--- Exercise ---
Reproduce verbatim the line where "Query: antenna" occurs, along with all following lines down to the last line of the data.

--- Dataset records ---

--- START ---

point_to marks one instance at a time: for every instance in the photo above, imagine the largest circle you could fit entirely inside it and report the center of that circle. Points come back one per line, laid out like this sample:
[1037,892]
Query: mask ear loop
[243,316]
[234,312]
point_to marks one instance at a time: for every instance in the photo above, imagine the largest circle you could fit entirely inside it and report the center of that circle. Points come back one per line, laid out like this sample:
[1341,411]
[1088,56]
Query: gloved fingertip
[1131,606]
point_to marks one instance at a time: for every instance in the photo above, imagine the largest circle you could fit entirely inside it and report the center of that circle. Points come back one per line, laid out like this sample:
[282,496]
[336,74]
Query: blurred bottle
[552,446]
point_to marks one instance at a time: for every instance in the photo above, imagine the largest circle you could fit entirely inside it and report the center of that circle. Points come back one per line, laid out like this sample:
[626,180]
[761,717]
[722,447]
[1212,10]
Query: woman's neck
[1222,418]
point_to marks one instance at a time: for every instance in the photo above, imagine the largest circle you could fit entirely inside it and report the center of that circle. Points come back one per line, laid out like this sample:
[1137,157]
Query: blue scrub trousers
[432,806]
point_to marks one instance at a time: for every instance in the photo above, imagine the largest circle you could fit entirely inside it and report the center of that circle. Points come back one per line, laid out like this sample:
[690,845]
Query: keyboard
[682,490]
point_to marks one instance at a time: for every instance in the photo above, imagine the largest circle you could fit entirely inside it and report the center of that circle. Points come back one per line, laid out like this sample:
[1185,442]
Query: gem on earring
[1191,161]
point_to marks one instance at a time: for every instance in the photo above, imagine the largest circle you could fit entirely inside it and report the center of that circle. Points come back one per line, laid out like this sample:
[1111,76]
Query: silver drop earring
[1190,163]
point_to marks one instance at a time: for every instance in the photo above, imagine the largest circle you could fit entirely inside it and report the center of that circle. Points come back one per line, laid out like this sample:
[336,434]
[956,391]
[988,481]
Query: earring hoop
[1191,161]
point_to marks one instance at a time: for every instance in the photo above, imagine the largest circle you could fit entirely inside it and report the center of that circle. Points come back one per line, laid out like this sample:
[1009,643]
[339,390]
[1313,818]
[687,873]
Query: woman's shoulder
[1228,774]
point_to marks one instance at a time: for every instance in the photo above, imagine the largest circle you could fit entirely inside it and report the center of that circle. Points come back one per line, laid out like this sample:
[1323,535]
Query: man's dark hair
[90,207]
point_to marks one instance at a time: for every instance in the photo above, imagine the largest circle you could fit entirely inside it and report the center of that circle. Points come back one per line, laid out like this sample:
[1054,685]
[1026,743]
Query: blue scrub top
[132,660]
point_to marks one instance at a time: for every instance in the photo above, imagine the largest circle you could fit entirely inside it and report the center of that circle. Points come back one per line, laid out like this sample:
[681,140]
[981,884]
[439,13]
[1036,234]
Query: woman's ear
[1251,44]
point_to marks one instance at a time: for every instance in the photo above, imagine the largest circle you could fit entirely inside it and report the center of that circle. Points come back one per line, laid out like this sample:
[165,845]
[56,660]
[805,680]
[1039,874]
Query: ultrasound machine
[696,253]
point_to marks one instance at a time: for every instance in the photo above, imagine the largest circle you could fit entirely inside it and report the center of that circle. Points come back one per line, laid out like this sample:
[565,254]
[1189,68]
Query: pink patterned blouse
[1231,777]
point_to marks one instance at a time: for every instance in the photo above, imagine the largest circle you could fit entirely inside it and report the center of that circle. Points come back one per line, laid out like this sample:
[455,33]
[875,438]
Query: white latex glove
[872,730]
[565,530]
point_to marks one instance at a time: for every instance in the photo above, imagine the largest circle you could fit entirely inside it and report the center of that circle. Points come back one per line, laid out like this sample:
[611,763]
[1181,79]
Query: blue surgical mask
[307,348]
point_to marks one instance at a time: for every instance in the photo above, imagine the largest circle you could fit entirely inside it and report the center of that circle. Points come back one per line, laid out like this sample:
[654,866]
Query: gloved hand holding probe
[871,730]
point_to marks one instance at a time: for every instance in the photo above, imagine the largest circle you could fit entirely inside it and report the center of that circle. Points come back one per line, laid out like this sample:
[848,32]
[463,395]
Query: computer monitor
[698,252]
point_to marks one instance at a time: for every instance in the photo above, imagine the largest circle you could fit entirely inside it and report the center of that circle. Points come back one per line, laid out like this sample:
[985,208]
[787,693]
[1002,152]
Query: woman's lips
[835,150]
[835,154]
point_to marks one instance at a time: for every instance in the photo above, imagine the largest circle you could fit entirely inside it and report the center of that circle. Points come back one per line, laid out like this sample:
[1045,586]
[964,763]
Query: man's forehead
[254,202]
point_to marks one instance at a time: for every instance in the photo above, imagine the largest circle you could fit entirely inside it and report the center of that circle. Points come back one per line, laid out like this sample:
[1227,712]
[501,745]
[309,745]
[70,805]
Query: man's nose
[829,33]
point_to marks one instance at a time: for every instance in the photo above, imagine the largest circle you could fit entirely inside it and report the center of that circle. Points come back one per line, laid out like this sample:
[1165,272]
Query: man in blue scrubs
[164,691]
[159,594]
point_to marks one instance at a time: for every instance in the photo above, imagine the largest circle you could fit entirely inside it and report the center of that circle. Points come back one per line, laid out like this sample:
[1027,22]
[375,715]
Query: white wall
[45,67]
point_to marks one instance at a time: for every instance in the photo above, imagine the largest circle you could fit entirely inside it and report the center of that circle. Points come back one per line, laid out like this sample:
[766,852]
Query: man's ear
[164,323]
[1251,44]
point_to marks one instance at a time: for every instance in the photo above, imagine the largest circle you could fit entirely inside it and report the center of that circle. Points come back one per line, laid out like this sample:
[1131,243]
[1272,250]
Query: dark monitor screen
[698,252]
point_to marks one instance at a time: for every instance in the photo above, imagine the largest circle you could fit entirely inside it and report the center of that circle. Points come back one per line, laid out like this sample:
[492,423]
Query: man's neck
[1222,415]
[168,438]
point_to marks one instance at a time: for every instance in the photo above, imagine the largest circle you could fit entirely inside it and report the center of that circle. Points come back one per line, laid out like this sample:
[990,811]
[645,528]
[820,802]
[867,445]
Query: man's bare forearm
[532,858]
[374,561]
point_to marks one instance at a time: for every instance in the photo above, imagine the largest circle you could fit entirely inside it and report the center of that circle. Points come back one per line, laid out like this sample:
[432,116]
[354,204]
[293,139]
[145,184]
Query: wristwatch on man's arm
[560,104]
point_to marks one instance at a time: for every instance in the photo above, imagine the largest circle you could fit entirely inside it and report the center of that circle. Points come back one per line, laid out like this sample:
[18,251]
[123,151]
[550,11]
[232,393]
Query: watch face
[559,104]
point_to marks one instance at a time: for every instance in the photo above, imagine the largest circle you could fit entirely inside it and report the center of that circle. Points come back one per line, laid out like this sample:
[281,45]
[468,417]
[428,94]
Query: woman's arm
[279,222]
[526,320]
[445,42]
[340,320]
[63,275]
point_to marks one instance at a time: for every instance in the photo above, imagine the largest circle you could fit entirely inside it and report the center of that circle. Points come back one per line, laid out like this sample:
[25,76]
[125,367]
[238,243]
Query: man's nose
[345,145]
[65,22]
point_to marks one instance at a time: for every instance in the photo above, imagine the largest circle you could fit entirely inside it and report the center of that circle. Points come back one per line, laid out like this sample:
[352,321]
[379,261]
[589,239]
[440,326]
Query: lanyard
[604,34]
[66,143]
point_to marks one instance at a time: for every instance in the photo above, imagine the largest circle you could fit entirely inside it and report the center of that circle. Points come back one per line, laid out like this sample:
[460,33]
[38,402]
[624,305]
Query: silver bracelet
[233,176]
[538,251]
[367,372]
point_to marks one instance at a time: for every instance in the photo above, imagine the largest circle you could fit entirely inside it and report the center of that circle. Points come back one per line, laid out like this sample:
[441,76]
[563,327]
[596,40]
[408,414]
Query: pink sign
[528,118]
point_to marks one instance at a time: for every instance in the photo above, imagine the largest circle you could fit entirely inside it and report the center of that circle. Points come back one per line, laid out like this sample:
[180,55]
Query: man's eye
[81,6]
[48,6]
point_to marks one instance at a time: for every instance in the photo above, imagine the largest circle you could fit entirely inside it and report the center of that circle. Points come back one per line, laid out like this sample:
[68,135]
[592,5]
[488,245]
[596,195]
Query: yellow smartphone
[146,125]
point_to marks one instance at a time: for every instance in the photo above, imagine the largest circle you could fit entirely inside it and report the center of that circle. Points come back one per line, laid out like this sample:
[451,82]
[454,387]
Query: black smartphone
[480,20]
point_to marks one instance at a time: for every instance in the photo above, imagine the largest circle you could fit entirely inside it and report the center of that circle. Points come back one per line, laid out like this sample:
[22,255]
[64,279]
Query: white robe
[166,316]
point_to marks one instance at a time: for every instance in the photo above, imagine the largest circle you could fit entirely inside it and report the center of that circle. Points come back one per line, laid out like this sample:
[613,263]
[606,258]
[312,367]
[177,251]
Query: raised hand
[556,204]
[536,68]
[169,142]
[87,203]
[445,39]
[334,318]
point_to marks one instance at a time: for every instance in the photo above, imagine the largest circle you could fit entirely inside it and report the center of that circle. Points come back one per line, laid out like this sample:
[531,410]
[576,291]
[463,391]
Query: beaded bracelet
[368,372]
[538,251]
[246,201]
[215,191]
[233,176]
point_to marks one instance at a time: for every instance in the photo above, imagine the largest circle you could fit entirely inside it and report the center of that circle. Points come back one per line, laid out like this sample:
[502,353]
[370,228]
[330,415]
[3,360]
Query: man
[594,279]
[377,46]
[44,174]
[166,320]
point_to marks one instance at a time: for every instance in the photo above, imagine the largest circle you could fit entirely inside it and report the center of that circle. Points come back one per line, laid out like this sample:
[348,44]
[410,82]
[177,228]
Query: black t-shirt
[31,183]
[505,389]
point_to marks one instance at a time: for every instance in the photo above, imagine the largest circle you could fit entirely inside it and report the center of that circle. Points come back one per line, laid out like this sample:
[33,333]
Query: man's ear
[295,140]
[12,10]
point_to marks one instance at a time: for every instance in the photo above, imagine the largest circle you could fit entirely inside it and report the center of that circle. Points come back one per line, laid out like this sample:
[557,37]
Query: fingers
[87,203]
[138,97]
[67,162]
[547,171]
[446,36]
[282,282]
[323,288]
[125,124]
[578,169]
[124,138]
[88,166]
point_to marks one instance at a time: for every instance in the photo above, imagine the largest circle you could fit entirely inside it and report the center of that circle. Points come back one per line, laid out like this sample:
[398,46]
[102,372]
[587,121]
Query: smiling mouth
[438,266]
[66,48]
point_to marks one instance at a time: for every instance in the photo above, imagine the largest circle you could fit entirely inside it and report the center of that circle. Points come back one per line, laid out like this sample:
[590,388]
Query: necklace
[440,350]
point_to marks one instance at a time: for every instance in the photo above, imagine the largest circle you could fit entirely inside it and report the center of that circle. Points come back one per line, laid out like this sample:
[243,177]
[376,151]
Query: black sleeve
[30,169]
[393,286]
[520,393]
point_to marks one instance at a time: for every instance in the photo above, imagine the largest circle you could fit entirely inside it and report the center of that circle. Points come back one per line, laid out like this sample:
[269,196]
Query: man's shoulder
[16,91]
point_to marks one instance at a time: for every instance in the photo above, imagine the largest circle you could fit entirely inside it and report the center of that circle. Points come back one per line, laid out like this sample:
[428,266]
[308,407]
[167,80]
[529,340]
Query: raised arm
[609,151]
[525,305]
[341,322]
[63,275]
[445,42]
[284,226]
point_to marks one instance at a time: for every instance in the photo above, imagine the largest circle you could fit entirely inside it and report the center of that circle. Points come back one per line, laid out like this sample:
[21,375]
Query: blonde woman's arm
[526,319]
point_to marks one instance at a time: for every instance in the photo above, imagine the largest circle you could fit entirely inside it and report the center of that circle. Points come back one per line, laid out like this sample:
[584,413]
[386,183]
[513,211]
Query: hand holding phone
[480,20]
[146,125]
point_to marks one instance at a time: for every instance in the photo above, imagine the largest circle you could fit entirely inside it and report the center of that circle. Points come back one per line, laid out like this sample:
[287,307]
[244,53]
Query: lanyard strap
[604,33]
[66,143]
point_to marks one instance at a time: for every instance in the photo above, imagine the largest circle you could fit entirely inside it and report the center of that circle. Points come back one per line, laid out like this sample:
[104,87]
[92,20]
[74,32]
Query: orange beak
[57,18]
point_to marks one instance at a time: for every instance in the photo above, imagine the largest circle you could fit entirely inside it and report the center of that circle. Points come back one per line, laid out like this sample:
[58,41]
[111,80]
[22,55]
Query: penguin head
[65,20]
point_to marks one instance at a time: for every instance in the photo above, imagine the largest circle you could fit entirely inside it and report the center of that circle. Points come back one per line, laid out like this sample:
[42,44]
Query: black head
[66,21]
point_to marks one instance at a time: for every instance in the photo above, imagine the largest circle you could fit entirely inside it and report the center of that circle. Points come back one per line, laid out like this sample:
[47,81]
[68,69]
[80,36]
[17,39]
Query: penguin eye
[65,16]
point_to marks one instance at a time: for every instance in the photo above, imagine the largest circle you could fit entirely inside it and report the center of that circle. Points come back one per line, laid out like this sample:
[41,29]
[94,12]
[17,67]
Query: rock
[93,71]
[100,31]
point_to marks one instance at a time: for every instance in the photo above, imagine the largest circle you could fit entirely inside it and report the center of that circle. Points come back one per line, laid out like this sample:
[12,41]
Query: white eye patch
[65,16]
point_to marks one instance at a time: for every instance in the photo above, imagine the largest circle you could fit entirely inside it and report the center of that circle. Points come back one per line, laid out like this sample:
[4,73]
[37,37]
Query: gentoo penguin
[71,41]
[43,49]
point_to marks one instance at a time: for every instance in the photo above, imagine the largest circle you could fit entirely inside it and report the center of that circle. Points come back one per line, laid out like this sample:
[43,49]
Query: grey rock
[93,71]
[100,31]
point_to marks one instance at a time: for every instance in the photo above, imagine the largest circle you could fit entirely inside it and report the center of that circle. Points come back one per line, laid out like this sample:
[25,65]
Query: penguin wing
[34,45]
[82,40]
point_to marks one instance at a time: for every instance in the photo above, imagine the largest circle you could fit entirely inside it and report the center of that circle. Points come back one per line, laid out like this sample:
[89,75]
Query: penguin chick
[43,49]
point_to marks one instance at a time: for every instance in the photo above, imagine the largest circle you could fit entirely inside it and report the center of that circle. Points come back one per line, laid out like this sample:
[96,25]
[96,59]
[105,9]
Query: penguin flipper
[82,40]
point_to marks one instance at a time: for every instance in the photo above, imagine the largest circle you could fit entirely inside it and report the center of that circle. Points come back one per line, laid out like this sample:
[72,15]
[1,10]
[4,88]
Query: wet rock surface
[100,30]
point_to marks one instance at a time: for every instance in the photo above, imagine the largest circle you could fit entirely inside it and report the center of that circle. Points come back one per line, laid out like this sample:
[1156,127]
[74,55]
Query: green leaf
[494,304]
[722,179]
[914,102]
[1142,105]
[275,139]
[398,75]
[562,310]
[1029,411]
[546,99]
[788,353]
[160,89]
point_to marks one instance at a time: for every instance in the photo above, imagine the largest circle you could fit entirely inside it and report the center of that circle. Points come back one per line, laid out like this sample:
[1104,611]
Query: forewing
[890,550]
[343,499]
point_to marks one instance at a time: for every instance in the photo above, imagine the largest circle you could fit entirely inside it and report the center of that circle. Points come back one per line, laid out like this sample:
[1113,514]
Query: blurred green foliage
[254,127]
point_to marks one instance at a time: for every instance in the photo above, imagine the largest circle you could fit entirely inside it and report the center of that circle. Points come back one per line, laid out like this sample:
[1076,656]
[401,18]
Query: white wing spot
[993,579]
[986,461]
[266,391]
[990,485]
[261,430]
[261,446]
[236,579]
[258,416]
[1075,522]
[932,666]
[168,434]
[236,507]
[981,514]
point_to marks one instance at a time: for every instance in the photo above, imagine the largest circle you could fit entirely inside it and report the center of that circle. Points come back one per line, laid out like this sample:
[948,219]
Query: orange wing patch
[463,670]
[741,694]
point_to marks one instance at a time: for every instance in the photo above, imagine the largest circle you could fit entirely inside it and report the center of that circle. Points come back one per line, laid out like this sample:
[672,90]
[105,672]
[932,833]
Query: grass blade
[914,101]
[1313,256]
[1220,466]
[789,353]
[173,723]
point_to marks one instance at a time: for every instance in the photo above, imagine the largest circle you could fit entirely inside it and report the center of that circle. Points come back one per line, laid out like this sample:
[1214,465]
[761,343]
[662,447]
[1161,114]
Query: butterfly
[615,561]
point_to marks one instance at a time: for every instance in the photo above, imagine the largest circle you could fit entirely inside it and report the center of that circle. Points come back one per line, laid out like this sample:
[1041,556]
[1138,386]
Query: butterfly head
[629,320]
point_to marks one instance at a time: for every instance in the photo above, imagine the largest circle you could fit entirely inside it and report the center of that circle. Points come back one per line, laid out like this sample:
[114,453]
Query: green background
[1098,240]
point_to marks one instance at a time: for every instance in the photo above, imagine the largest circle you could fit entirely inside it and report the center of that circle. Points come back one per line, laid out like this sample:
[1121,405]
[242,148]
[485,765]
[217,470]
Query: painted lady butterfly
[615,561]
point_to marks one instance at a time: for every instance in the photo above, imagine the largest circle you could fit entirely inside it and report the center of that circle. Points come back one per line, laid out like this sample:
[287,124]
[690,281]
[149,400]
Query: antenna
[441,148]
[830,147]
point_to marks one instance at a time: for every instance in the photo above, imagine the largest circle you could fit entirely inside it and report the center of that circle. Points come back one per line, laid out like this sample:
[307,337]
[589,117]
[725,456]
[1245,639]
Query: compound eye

--- END ---

--- Reply ---
Query: antenna
[441,148]
[830,147]
point_to marks one instance at a time: for every instance in the photo above, imagine the largest circle you could fit entirely inside it and report the center of that circle. Points come back one per line, laid out like this sample:
[307,337]
[589,117]
[725,456]
[1245,639]
Query: compound eye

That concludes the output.